● DOCUMENT PASSAGE
○ ○ ○

DA has to decide whether to re-try local man for first-degree murder

The Supreme Judicial Court on Tuesday gave Suffolk County prosecutors a choice: They can retry Mario Gonzalez for stabbing his girlfriend to death in 2009 or they can accept reducing his current conviction from first to second-degree murder.

A first-degree murder conviction carries a mandatory sentence of life without parole. A second-degree conviction also carries a life sentence but with the possibility of parole, as early as 15 years after conviction.

At issue is the legal theory under which prosecutors charged Gonzalez with first-degree murder and the judge's instructions to his jury.

Prosecutors did not allege that Gonzalez planned Luz Forty's murder in his Ridgewood Street apartment on Feb. 15, 2009. Instead, they said he deserved to be sent away for life because of the "extreme atrocity or cruelty" in the way he killed her during an argument over his drinking - he stabbed her eight times in the chest and shoulders.

○ ○ ○

● WRITTEN TASKS
1) Which names of people, places, and courts appear in the murder-retrial article?
2) Carry the murder-retrial article forward from its last sentence.

[Dataset excerpt]
○ ○ ○

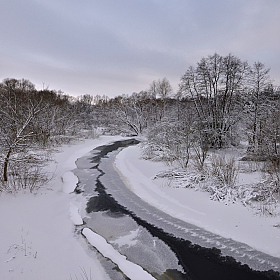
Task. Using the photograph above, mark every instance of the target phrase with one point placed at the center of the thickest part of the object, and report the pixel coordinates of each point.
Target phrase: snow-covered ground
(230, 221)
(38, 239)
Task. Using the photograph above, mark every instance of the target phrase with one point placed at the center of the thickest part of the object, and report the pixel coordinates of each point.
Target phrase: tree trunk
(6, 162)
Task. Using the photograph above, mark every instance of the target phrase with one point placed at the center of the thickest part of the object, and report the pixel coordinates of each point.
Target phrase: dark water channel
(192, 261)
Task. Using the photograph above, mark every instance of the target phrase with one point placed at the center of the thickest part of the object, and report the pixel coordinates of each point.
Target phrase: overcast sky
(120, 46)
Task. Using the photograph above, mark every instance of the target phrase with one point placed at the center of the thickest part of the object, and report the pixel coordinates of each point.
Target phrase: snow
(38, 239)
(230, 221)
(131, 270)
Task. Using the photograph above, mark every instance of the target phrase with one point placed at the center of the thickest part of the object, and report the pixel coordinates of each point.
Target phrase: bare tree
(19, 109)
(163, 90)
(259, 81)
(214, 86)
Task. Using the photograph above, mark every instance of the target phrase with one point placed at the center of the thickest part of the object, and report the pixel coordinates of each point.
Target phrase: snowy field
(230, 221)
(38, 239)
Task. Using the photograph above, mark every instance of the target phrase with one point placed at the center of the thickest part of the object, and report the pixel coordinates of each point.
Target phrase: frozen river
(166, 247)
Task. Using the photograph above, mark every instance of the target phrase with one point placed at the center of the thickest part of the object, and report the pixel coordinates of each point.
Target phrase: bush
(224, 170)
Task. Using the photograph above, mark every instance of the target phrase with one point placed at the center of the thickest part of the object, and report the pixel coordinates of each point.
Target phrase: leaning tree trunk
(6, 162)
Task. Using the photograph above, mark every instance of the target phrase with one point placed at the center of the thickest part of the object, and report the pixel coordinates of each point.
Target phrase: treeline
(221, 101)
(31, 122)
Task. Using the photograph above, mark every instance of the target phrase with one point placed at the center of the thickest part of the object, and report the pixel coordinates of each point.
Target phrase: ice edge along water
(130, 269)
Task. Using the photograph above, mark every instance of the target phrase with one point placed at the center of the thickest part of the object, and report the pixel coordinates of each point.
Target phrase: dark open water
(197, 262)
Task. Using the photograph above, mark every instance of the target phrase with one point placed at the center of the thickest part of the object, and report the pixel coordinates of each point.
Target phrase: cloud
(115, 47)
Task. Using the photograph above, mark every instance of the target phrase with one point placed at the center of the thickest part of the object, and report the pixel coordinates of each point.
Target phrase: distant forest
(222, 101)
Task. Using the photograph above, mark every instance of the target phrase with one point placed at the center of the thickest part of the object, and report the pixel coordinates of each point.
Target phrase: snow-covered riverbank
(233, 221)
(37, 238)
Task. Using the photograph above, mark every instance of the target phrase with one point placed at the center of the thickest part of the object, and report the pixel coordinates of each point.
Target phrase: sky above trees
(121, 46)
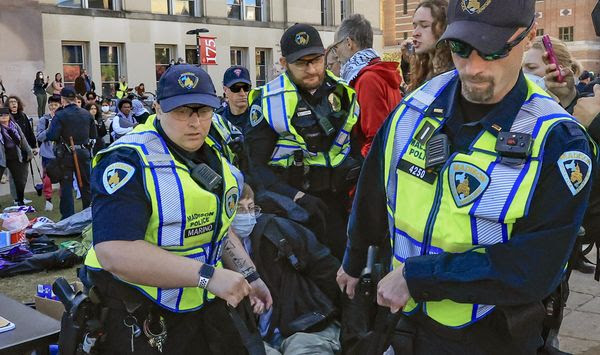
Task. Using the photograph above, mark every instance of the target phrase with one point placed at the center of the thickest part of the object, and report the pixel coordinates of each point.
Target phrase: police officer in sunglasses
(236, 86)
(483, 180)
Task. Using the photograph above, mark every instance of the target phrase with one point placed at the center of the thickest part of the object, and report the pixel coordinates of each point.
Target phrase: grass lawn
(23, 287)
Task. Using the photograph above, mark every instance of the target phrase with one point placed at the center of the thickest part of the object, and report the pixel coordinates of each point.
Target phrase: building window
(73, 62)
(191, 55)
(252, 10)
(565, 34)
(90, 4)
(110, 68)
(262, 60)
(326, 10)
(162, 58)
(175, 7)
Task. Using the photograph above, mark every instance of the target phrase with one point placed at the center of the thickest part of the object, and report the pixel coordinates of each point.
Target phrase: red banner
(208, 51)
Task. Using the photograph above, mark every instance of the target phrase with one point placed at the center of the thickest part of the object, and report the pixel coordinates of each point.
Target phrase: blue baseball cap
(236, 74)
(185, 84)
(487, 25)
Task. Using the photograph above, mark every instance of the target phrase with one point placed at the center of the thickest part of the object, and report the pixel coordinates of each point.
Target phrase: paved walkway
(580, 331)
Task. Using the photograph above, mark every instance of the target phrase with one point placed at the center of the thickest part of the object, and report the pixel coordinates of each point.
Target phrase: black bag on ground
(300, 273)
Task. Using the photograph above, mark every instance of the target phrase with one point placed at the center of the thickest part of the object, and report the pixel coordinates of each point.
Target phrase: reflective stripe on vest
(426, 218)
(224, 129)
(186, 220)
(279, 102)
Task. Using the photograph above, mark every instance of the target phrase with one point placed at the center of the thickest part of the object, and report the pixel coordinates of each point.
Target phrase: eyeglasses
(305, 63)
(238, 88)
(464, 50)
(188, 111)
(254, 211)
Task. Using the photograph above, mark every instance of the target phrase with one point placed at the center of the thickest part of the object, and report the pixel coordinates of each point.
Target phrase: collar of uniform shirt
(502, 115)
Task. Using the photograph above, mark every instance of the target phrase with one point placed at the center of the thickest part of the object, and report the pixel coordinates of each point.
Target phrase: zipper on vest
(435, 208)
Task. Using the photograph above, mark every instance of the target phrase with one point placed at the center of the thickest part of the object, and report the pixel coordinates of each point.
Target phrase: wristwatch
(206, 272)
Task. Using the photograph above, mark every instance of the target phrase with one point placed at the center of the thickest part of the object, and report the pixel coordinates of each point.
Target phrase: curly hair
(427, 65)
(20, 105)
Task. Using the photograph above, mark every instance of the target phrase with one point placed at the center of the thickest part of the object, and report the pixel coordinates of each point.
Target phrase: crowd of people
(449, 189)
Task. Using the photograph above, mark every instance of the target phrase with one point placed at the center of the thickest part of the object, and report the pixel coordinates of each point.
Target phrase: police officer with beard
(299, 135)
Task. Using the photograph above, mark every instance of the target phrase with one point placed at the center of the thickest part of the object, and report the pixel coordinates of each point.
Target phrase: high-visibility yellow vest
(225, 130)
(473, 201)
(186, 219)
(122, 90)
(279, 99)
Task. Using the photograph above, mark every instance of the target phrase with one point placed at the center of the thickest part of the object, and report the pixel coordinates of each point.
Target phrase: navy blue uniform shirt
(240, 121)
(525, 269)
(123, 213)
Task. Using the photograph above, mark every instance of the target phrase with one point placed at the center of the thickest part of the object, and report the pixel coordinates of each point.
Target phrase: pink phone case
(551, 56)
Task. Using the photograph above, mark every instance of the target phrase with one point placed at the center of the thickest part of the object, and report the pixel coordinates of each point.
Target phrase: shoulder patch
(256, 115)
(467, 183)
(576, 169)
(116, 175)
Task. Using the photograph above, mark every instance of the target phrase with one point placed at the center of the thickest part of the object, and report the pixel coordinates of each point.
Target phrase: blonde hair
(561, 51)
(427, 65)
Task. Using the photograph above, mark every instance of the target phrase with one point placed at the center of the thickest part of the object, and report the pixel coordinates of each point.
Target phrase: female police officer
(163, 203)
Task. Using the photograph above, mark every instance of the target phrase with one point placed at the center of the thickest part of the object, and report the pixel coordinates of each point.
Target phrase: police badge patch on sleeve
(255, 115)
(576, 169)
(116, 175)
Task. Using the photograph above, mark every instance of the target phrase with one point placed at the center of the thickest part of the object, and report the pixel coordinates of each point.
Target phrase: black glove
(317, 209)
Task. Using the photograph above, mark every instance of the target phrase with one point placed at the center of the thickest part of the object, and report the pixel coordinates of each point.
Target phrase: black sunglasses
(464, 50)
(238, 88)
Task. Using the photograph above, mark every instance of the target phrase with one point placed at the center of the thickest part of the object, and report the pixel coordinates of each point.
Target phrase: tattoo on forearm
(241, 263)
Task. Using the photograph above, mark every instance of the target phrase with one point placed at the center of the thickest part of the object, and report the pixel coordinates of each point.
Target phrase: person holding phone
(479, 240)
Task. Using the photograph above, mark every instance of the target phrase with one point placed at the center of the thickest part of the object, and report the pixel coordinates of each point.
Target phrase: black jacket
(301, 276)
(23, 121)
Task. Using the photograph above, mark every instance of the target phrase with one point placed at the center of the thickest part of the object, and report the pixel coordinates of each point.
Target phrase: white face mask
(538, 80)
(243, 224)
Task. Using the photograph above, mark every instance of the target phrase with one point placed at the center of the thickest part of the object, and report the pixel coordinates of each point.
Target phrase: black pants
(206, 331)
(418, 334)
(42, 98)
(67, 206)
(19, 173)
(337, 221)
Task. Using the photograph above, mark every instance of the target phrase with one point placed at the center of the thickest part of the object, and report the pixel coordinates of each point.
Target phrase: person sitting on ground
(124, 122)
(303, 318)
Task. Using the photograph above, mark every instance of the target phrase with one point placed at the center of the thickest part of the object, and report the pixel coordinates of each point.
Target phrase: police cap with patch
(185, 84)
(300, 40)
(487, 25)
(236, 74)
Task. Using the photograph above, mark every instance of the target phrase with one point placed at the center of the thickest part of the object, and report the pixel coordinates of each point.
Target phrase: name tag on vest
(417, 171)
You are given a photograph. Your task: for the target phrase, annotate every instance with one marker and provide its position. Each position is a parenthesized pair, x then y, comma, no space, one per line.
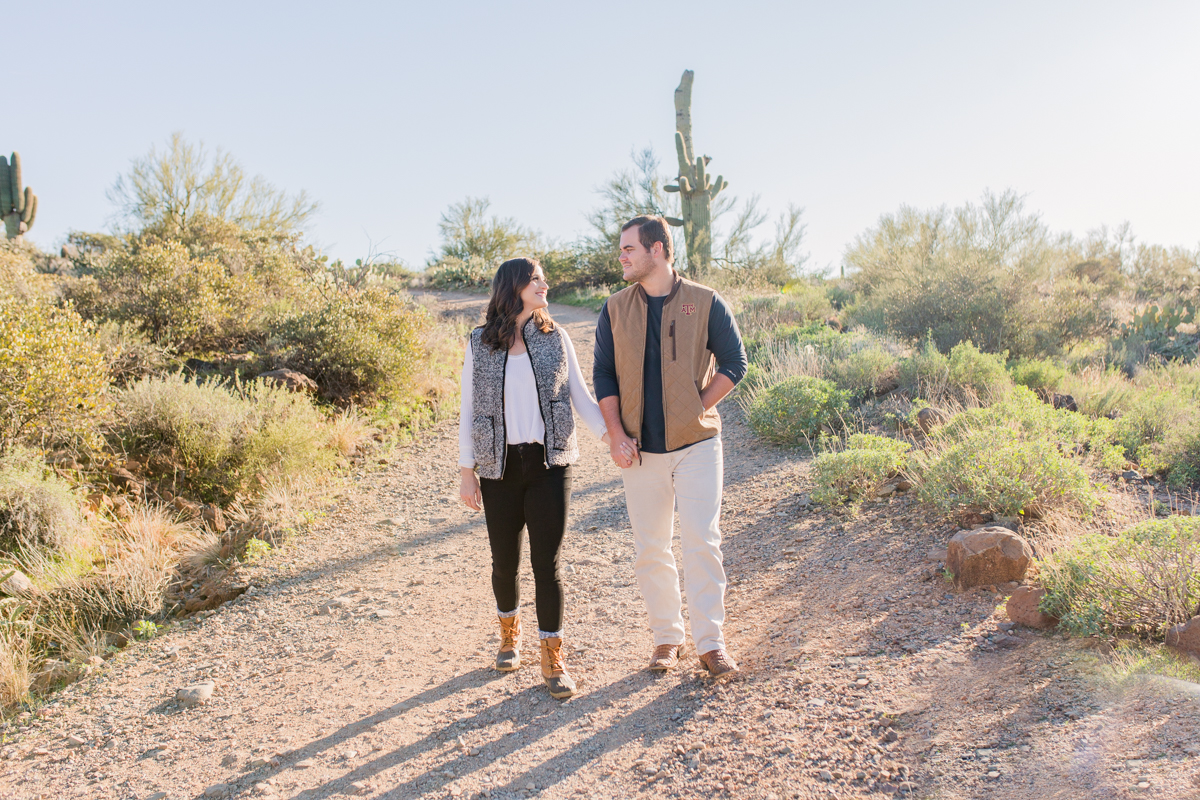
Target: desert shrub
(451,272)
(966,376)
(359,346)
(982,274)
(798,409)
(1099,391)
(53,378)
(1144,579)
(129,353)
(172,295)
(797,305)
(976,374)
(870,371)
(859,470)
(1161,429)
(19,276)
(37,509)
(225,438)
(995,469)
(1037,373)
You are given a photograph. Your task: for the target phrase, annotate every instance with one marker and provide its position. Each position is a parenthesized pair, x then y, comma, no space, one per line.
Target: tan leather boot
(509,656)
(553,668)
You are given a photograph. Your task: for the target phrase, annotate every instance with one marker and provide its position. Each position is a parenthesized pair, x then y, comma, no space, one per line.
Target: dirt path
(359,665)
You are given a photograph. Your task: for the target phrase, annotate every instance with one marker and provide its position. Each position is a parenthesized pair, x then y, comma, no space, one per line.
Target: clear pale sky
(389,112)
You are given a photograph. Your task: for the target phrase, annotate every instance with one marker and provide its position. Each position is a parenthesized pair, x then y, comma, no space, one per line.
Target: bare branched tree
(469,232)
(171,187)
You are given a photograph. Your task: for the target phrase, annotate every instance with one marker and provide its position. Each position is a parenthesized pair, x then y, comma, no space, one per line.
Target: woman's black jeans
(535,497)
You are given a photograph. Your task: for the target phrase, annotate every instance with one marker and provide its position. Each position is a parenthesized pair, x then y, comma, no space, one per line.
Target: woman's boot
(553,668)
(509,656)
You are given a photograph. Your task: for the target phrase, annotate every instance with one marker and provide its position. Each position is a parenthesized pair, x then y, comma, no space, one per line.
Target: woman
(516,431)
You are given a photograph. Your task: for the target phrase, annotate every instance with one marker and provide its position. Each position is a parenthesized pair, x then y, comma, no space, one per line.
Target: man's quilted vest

○ ○ ○

● RESPONSES IN ORDER
1) Supreme Judicial Court, Suffolk County, Mario Gonzalez, Luz Forty, Ridgewood Street

2)
The problem, the state's highest court ruled, was that:

"The judge did not instruct the jury that they could consider any credible evidence of the defendant's consumption of alcohol in determining whether the defendant committed the killing with extreme atrocity or cruelty, an instruction that in substance is required where there is evidence that the defendant was under the influence of alcohol at the time of the killing. ...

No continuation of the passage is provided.